#### What the task requires:
Repeat each record below exactly, dropping the pictures.

#### Material provided:
** start **
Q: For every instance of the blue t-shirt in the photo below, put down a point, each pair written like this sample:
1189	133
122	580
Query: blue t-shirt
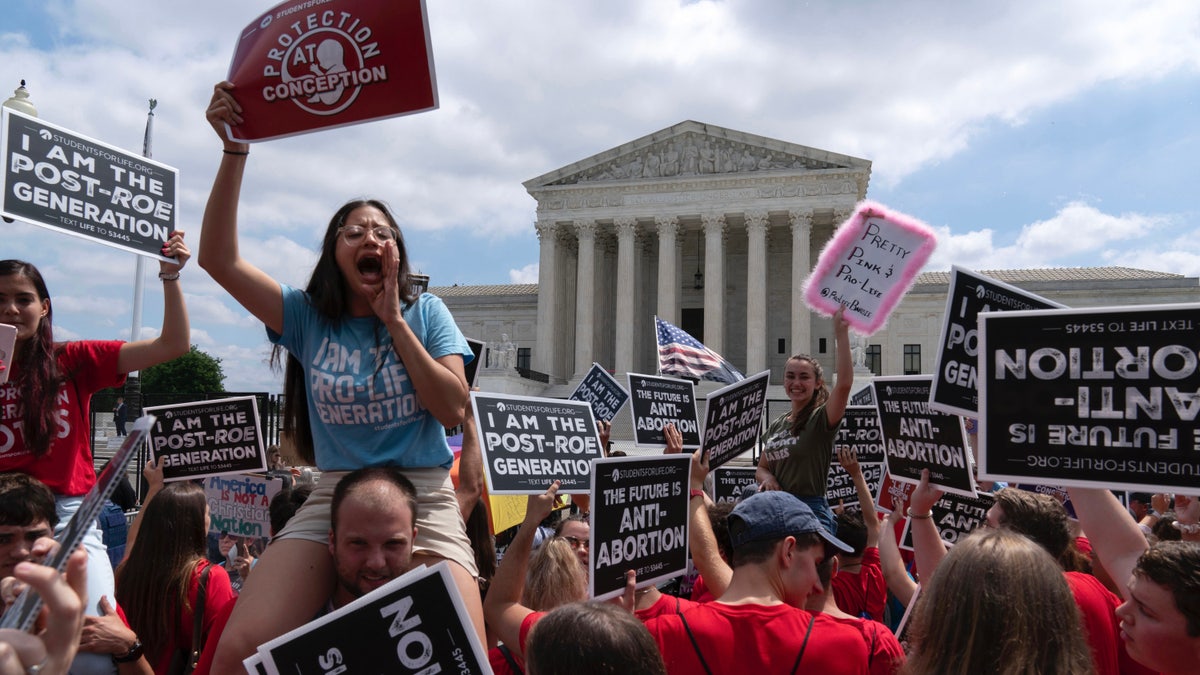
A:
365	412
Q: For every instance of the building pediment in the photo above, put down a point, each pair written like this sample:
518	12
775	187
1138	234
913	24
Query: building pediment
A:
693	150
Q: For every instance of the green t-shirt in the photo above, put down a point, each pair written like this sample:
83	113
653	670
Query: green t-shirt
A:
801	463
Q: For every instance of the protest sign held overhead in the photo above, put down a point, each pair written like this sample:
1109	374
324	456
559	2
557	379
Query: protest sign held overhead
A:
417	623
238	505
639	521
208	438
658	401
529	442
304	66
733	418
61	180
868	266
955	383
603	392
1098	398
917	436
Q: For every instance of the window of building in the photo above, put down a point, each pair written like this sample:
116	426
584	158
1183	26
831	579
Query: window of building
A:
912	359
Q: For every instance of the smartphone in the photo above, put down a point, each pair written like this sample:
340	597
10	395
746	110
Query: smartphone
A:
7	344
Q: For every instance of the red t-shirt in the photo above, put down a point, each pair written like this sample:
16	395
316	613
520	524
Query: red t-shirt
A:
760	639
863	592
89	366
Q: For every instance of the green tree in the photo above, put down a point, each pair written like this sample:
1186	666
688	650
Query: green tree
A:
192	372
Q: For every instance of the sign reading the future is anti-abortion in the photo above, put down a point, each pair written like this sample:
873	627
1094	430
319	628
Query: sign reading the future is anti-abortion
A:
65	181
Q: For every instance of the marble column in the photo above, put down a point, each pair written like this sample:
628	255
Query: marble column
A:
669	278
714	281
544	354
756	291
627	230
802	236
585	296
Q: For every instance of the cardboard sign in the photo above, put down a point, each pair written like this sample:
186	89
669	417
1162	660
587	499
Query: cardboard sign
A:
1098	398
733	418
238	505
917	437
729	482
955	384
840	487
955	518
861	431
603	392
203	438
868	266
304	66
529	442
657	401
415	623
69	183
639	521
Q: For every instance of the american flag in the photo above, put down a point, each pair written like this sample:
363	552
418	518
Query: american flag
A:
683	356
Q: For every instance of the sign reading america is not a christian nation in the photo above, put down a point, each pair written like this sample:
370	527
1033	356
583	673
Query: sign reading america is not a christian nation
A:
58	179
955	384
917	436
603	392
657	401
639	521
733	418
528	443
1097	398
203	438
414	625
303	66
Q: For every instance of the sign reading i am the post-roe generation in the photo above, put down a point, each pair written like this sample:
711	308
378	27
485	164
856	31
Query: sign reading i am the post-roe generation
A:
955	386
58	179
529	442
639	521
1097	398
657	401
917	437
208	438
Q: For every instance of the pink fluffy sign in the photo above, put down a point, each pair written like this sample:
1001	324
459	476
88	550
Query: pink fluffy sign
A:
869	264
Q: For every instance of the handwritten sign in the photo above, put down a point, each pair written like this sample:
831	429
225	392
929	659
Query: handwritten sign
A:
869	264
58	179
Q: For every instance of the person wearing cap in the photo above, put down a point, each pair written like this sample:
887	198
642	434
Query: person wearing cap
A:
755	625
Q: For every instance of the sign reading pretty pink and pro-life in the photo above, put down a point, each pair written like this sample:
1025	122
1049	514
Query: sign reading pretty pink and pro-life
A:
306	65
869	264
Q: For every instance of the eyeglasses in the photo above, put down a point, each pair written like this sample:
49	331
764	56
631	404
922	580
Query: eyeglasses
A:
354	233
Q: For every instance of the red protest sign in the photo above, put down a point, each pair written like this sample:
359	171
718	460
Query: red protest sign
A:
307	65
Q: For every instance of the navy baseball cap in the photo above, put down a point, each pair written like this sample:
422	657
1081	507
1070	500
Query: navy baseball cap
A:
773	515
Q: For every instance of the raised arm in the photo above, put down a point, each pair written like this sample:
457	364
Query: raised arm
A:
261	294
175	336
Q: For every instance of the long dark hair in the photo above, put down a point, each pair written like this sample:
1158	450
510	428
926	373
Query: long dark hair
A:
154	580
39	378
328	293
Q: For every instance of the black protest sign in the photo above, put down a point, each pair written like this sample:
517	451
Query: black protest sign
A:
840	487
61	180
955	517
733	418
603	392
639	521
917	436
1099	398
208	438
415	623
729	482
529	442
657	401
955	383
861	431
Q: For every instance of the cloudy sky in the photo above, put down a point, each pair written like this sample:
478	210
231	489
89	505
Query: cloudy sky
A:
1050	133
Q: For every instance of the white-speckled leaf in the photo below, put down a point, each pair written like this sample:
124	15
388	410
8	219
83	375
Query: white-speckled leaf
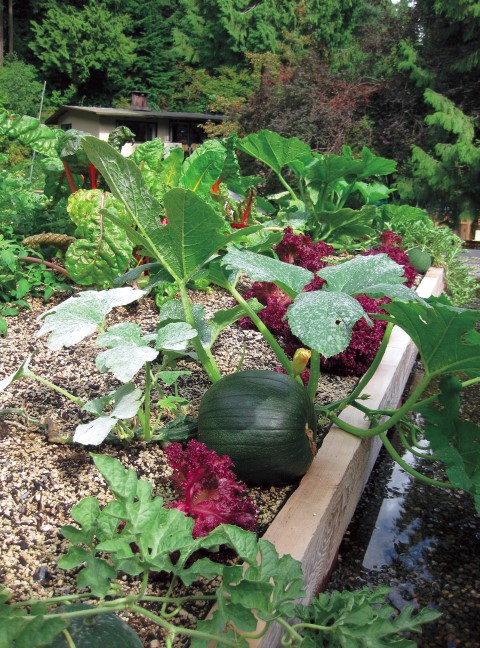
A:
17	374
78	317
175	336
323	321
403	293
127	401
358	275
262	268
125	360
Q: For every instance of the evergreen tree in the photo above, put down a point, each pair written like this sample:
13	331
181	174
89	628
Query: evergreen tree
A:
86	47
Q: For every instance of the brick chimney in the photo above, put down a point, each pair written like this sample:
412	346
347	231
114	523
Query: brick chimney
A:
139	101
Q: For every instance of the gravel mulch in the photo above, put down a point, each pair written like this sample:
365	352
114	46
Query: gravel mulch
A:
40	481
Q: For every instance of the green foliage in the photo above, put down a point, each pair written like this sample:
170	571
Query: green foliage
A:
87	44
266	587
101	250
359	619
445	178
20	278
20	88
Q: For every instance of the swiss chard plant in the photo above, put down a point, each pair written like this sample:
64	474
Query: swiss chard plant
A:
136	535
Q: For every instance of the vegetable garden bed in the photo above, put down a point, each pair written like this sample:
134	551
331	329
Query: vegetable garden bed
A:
** end **
#### Exercise solution:
Q: For every instance of the blue t-shirt in the photo below, put down a point, each pair written like this sample:
1189	133
122	580
Query: blue t-shirt
A:
365	412
Q: For every instance of the building pediment in the photo above, put down a point, each pair written like this sample:
518	12
775	187
1138	234
913	24
Query: building pediment
A:
693	150
Q: For every instance of the green t-shirt in the photo above, put down a point, each pair written like this sample:
83	113
653	670
Query: green t-shirt
A:
801	463
Q: For every instance of the protest sign held overhead in the photo above, put down a point, each pair written like this sample:
1109	374
324	456
559	2
557	379
Query: protest sign held overhead
A:
417	623
238	505
639	521
208	438
658	401
529	442
304	66
733	418
61	180
868	266
955	383
603	392
1098	398
917	436
Q: For every instance of the window of building in the photo above, put down a point, each pair written like this sample:
116	426
584	158
1183	26
831	579
Query: window of building
A:
912	359
Q: For every instance of the smartphone in the photo above, put down a point, each pair written like this sample:
340	597
10	395
746	110
Query: smartphone
A:
7	344
Q: For every instance of the red t-shirt in the photo above, put down a point, each pair written like this sample:
16	395
316	613
520	524
Query: red t-shirt
A:
760	639
863	592
89	366
Q: For every instance of the green tree in the photo above, put down a point, each pair written like this sample:
1186	666
688	650
Query: green tree
A:
192	372
Q: For every instance of the sign reading the future is anti-abortion in the photo above, put down a point, each pair written like this sample:
873	627
1094	430
319	628
Query: sign reading the future is anti-abortion
A:
65	181
Q: For every instance of the marble column in the photo above, put down a point, each pair written like this sample:
628	255
Query: marble column
A:
669	278
714	281
544	354
756	291
627	230
802	236
585	296
Q: For every instance of the cardboard sign in the photo above, put down a point, each pair written like this sample:
186	89
669	417
1162	660
587	499
Query: cardboard sign
A:
1098	398
733	418
238	505
917	437
729	482
955	384
840	487
955	518
861	431
603	392
203	438
868	266
304	66
529	442
657	401
415	623
69	183
639	521
Q: For every instance of the american flag in the photo above, put down a point, each pair written like this sample:
363	552
418	518
Query: american flag
A:
683	356
Q: For every instance of the sign reading america is not a christian nation in the photo above, put down a point, each pair written like this sample:
370	527
1033	356
583	673
Query: sign reading america is not a christian nation
A:
58	179
955	384
917	436
603	392
657	401
639	521
733	418
528	443
1097	398
203	438
414	625
303	66
Q: For every instance of the sign reading i am the post-roe generation in the photo above, put down a point, each pair written like this sample:
711	308
378	27
485	164
856	31
Query: sign reading i am the post-roe generation
A:
955	386
58	179
529	442
639	521
1097	398
657	401
917	437
208	438
Q: For every instance of the pink fluffy sign in the photo above, put down a point, each pair written like this sample:
1001	324
459	476
88	550
Query: pink fluffy sign
A:
869	264
Q: For every instance of the handwritten sign in the photo above, put down a point, each pair written like this sample:
831	429
225	392
929	659
Query: handwritten sign
A:
869	264
58	179
Q: For every instance of the person wearing cap in the photo above, put down a point, each pair written like this sample:
887	198
642	434
Query: person wearing cap
A:
755	625
Q: For every instance of the sign reading pretty pink and pro-life in the photo above, put down a point, each pair written like this sample:
1025	122
1049	514
Query: sign reading pretty pink and pro-life
A:
306	65
869	264
Q: For every instance of the eyeglasses in the photo above, put down a point, each pair written like this sample:
49	331
764	56
631	404
922	580
Query: eyeglasses
A:
354	233
Q: For every instance of the red protest sign in the photo above, put down a point, each pair written like this sample:
359	171
718	460
Query: red protest sign
A:
307	65
Q: For every instance of the navy baseball cap in the photo above, put down a point, each pair written like this sample:
422	657
1081	507
1070	500
Query: navy baseball cap
A:
773	515
Q: For every instance of the raised arm in the photo above, put down a point, each pair written like this sample:
457	364
Query: raised arm
A:
261	294
175	336
Q: For every instance of the long dark hair in the photo above, put down a point, each pair written like this sample:
1158	450
510	428
926	373
Query: long dark hair
A:
154	580
39	378
328	293
Q: For every instance of the black protest sign in the photo above, put down a point, each pair written like this sample:
517	451
Query: black protest sign
A:
840	487
61	180
955	517
733	418
603	392
639	521
917	436
1099	398
208	438
415	623
729	482
529	442
657	401
955	383
861	431
Q: For every instance of the cloudy sky in the photo above, put down a point, each pair written like this sample:
478	210
231	489
89	505
Query: cloudy sky
A:
1050	133
Q: For every instance of the white-speckled leaf in the photo below, put down a point, each pair written like this sample:
124	15
388	410
8	219
83	375
Query: white-speckled leaf
A:
17	374
78	317
175	336
323	321
403	293
127	401
358	275
262	268
125	360
Q: For every instance of the evergreen tree in the photo above, put down a point, each pair written like this sample:
13	331
181	174
89	628
Query: evergreen tree
A:
86	47
Q: For every instance of the brick chimney in the photo above, put down a point, each pair written like this sample:
412	346
347	231
114	523
Query: brick chimney
A:
139	101
Q: For every instance of the gravel mulch in the photo above, put down a point, each pair written like this sample:
365	352
114	46
Query: gravel mulch
A:
40	481
Q: For every instance of the green foliage in the photo above, put down a point, each pair written like this sample:
170	571
Query: green foliage
A:
87	44
266	587
101	250
359	619
445	178
20	278
20	88
Q: For every instance of the swiss chard plant in the photo above, put down a point, each pair written like this sample:
64	474
Query: swiss chard plant
A:
136	535
Q: For every instance of the vegetable garden bed in the photo above, put down a point, each pair written like this sample:
134	551
331	329
Query: vegetable garden bed
A:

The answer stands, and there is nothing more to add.